* EXERCISE DIRECTIONS: Return all lines below containing the word "kundan".
*** Opening of RECORDS SHOWN ***
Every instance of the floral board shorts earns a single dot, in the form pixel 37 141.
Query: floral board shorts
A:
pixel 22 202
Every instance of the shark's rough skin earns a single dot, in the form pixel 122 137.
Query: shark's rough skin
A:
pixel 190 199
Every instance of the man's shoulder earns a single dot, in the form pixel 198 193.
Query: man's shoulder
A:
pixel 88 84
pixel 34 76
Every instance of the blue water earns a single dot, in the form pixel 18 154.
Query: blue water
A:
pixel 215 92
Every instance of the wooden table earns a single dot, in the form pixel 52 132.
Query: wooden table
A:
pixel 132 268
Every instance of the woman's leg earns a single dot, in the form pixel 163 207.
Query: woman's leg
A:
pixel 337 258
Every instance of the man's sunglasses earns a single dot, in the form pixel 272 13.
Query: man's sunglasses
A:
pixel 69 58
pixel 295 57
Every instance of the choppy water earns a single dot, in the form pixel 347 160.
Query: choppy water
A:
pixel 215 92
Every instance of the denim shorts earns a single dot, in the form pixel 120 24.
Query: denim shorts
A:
*** Close of RECORDS SHOWN ***
*** Opening of RECORDS SHOWN ***
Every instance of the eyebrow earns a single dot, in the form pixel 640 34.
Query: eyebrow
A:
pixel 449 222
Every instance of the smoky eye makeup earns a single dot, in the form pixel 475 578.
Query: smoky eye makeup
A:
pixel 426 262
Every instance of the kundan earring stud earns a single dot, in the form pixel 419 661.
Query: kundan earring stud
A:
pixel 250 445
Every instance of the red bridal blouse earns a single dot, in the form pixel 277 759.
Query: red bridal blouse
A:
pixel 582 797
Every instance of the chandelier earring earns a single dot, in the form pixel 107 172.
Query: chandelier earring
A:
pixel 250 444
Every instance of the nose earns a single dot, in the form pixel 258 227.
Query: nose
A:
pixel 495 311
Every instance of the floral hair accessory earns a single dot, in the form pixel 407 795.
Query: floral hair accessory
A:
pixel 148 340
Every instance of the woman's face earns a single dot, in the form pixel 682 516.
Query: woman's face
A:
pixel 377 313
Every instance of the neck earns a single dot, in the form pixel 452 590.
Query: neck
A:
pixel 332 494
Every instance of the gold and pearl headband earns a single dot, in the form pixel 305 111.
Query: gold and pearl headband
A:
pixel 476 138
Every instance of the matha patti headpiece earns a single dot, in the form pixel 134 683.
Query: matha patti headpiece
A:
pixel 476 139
*** Close of RECORDS SHOWN ***
* EXERCISE RESPONSE:
Every instance of the kundan earring stud earns a single dot, in the form pixel 419 661.
Query: kundan earring stud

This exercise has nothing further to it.